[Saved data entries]
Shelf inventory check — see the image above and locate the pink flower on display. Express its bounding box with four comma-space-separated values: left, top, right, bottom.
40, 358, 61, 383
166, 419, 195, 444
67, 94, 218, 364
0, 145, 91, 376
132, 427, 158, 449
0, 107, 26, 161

▸ **Assignment**:
Give back every entry, word for word.

▸ **Reply to the task**:
Shelf inventory check — see the image above and locate the pink flower on display. Express its bounding box with four comma-space-separated values: left, top, right, bottom.
40, 358, 61, 383
166, 419, 195, 444
67, 94, 218, 364
0, 145, 91, 376
132, 427, 158, 449
0, 107, 26, 161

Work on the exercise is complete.